§ Фрагмент текста:
________

Шалву знал весь Дальний Восток. Для людей, которые стояли рядом с ним, он был примером распорядительности, собранности и смелых решений. И если смотреть из сегодняшнего дня, он умел ставить на пользу лучшие человеческие качества и был талантлив в этом. “Если что-то стоит делать, дорогой, то это стоит делать хорошо”, - было его любимой присказкой.

Рыбаки сейнерного флота сами, а не по чьему-то указанию сверху назвали свою базу именем Шалвы Надибаидзе. Было время, когда это имя постоянно слышалось в телефонных разговорах с Москвой, Ленинградом, Петропавловском, Сахалином, Камчаткой. Так ли это сегодня?

________

§ Задания:
[1] Перескажите списком абзац текста о Шалве Надибаидзе, который начинается словами «Шалву знал весь Дальний Восток». Сохраните его главные факты.
[2] Продолжите текст о Шалве Надибаидзе, начав сразу после его последнего предложения.

Записи с ограничивающими рамками
________

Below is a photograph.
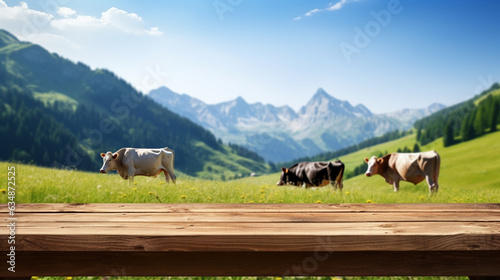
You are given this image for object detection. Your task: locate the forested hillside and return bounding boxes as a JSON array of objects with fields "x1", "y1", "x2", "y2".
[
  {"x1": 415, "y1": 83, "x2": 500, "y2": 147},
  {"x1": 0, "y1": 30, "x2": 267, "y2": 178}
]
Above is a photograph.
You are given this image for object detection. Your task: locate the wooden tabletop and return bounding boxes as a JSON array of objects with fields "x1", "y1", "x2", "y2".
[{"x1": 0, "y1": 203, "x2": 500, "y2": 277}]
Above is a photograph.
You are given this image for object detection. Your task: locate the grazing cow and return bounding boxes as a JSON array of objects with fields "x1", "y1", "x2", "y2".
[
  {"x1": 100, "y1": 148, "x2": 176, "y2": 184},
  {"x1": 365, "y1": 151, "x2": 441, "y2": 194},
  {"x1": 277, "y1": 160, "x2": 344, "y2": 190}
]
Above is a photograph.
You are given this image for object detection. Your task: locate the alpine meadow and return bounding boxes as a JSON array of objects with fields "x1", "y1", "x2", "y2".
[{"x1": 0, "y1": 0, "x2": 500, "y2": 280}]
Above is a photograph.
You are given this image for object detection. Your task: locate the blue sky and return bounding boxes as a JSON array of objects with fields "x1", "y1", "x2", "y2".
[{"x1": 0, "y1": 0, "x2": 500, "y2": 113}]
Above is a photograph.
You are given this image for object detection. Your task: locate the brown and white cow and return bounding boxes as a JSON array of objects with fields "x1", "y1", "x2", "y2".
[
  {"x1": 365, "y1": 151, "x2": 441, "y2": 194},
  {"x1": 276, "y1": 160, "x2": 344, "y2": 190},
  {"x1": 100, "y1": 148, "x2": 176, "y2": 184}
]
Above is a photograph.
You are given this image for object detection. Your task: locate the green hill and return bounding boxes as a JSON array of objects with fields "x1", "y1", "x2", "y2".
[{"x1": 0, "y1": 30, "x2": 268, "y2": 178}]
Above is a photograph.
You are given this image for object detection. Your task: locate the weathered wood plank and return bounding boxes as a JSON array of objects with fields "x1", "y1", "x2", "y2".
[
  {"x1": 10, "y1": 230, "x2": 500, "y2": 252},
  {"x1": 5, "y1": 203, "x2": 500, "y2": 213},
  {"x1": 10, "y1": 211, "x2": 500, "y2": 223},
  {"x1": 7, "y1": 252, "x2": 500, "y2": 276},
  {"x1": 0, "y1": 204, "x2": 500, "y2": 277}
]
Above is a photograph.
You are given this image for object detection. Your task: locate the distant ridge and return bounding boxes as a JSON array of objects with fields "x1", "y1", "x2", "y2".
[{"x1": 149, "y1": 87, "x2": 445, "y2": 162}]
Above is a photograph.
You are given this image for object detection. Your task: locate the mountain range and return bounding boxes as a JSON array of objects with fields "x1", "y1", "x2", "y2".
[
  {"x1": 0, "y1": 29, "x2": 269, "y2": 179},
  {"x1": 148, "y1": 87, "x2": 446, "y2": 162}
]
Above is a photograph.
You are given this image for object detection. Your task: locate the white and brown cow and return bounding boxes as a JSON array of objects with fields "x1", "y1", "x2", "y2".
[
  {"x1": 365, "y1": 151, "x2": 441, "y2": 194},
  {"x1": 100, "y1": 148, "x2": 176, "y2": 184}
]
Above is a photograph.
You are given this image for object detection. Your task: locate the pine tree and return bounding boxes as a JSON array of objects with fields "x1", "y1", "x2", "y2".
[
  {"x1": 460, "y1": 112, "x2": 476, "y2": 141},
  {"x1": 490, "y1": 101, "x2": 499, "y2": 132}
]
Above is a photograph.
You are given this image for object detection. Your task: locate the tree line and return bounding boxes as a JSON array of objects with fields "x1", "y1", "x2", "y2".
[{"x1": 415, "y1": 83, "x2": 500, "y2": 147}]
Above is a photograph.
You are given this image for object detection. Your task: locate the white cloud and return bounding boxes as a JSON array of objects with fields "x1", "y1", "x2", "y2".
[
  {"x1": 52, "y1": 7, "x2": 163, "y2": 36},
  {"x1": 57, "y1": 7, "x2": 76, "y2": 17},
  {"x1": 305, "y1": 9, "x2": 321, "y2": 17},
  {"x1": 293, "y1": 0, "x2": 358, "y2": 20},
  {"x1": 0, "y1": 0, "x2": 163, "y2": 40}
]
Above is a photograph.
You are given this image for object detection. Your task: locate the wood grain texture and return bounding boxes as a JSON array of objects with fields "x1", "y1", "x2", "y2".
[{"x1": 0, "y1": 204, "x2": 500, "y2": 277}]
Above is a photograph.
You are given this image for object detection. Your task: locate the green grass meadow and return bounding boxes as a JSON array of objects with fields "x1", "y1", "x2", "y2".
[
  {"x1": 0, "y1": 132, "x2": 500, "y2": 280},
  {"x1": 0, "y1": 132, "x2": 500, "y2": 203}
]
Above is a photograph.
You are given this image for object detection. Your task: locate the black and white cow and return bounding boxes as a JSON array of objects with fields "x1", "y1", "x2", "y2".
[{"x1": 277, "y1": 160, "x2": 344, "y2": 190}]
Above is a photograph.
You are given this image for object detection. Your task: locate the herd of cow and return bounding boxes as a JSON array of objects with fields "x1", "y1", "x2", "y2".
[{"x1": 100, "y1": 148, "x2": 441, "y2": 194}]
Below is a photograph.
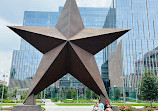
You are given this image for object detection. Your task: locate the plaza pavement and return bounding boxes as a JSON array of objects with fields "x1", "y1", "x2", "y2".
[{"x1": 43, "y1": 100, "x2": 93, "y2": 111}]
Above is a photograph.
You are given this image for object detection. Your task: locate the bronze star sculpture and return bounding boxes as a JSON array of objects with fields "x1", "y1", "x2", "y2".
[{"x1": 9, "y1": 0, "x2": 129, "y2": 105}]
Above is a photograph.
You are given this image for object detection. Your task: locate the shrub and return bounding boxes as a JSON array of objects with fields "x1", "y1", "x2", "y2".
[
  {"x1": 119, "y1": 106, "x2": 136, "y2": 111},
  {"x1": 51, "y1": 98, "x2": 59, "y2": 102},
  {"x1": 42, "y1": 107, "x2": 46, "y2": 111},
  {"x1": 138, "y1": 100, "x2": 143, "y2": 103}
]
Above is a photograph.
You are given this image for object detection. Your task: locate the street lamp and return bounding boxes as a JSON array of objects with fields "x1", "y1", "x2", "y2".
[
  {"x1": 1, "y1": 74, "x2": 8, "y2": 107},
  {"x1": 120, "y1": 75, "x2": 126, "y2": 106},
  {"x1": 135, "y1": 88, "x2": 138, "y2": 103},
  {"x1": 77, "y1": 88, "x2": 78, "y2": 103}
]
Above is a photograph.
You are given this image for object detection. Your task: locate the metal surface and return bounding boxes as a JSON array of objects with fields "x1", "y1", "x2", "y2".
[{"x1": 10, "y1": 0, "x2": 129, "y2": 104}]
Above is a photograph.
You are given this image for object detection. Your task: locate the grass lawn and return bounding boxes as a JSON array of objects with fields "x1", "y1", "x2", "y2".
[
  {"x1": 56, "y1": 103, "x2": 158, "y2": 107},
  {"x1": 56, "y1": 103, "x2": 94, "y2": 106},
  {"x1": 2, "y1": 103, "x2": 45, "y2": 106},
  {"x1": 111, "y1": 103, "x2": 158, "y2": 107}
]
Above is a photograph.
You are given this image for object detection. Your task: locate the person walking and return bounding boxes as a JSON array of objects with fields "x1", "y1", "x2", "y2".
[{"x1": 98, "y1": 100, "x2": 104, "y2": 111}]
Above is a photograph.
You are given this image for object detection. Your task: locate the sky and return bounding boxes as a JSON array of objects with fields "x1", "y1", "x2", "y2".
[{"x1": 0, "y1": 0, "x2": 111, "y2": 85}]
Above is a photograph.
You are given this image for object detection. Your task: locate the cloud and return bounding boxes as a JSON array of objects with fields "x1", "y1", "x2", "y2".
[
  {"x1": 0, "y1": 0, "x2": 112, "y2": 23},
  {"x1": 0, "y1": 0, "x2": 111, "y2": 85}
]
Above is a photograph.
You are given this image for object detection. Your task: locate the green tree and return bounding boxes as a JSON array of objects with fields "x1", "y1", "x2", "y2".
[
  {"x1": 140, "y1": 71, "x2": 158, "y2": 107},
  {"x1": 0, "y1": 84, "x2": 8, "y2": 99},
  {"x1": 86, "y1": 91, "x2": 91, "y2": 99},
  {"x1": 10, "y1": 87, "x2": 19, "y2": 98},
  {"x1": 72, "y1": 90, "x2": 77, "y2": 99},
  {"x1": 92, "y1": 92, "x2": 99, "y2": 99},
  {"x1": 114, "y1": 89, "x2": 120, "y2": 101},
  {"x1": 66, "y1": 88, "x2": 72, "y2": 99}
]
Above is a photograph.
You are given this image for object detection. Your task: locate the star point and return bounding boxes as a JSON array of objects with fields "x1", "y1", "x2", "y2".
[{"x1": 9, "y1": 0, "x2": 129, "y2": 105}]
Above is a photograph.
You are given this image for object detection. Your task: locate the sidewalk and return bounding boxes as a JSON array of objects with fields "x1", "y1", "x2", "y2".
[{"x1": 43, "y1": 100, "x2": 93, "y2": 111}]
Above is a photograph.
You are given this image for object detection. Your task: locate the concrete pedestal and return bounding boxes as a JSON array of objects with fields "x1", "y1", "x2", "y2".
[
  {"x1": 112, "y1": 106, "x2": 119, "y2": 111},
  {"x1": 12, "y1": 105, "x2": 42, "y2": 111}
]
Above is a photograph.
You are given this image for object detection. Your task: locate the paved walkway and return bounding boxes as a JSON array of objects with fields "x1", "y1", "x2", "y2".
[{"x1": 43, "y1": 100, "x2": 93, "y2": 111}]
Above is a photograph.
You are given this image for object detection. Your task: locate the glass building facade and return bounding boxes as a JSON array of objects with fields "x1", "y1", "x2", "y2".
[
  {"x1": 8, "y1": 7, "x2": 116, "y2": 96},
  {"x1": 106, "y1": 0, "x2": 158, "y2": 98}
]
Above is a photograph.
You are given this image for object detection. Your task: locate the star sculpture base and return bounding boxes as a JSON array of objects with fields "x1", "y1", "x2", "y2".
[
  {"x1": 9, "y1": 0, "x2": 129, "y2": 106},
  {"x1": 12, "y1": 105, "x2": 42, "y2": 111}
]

________

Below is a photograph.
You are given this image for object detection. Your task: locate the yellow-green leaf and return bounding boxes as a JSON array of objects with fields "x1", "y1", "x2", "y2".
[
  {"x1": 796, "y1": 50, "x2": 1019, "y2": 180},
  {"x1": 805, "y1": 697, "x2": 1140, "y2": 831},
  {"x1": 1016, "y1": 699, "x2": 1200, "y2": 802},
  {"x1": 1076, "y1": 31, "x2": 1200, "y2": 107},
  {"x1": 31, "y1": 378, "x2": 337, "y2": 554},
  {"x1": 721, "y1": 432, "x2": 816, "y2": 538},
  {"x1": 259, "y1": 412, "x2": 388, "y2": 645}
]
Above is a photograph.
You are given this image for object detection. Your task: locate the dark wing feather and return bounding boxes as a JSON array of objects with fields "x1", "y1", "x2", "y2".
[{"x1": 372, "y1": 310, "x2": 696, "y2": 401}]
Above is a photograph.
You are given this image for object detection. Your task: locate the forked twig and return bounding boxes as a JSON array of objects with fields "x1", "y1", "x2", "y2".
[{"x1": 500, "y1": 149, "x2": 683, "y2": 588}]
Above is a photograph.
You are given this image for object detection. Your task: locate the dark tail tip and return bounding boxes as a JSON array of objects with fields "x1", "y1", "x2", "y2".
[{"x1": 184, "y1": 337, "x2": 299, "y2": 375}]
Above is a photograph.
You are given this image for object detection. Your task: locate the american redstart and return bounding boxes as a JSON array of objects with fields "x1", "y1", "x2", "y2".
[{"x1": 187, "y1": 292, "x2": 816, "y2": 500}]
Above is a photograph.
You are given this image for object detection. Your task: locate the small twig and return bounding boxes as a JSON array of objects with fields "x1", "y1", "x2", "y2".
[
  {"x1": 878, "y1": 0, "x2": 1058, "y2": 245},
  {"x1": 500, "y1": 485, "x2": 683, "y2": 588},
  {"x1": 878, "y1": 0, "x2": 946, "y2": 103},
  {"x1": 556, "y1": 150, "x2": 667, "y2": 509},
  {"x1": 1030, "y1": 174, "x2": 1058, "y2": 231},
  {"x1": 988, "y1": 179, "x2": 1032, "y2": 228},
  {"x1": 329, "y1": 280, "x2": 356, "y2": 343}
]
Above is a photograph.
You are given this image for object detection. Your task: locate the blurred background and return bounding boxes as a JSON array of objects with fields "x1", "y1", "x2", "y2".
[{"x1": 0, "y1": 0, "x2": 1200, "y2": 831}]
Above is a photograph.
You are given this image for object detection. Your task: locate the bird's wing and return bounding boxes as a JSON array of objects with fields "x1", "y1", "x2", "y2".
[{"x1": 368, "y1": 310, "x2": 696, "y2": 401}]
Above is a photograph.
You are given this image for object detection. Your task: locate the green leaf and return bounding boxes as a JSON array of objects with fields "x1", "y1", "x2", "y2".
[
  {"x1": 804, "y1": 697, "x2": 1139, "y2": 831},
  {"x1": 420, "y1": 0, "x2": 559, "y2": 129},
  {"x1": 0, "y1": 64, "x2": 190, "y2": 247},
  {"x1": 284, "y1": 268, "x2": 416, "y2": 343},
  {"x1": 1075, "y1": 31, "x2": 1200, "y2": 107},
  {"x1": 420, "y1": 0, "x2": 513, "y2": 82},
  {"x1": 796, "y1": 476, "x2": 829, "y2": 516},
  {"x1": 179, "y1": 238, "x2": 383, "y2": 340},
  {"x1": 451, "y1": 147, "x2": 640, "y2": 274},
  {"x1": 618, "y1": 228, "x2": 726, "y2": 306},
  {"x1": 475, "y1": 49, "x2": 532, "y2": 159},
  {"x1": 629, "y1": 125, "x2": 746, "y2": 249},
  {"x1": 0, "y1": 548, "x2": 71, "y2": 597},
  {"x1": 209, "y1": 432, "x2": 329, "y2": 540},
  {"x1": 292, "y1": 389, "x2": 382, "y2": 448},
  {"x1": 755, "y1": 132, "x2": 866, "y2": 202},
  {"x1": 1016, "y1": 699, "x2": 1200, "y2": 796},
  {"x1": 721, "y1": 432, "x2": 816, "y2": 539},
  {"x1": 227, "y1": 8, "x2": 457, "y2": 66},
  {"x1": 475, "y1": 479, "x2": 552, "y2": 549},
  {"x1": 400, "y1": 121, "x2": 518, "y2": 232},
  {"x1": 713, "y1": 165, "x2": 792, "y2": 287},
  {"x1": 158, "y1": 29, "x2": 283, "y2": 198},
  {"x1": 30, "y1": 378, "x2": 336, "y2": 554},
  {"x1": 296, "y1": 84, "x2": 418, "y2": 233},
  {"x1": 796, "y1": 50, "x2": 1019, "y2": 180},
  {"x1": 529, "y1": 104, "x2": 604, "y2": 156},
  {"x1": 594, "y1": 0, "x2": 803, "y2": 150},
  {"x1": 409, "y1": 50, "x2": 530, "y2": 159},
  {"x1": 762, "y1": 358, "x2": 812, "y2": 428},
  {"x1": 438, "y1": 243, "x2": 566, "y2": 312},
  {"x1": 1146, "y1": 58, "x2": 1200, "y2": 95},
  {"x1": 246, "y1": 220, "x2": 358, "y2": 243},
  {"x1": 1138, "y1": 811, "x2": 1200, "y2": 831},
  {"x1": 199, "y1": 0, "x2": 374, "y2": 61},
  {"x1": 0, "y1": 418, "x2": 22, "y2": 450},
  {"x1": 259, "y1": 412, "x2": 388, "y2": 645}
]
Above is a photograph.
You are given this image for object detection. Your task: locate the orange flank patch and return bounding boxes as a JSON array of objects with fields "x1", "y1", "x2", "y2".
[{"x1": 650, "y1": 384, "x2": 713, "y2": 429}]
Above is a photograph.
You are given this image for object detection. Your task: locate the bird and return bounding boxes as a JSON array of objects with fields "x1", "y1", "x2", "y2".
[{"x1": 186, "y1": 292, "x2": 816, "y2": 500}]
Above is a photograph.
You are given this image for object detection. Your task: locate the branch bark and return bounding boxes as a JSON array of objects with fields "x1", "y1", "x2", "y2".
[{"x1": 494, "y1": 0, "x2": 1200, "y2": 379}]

________

§ Ожидаемые ответы:
[1]
- Шалву знал весь Дальний Восток.
- Для людей рядом с ним он был примером распорядительности, собранности и смелых решений.
- Он умел ставить на пользу лучшие человеческие качества и был в этом талантлив.
- Его любимая присказка: «Если что-то стоит делать, дорогой, то это стоит делать хорошо».

[2]
...Времена года в поселках у моря почему-то более всего ощутимы. Может быть, потому, что возле моря, с которым мы отождествляем стихию, - все первозданно, все близко к природе, к пробуждению весны, буйству лета или к притихшей осенней завершенности. Мне кажется, что жизнь Шалвы была загадочно близка к природе - я представила себе, как он, совсем еще молодой человек, увидел этот изумрудно-зеленый лес, этот солнечный берег, это море, в глубине которого стояла ледяная хрустальная вода, увидел, замер и спросил:

- Эта вода и называется заливом Восток? А море какое? Японское?! Неужели я его трогаю рукой, дорогой?

Пусть иссякают сегодня наши силы и наше терпение, но давайте вспомним подвиг кучки людей, живущих на берегу моря! Подойдите к нему поближе. Вглядитесь в его воды. Прислушайтесь к его голосу. Это оно говорит - их было всего 300 человек. И они кормили в трудную годину целую армию. А вас сегодня в поселке шесть тысяч, а то и больше. И “сорокана” нет, между прочим!

Я все говорила и говорила с людьми. Что-то вместе с ними сравнивала, выискивала причины, оправдывала, осуждала, улыбалась им, сердилась, вместе с ними горевала и радовалась.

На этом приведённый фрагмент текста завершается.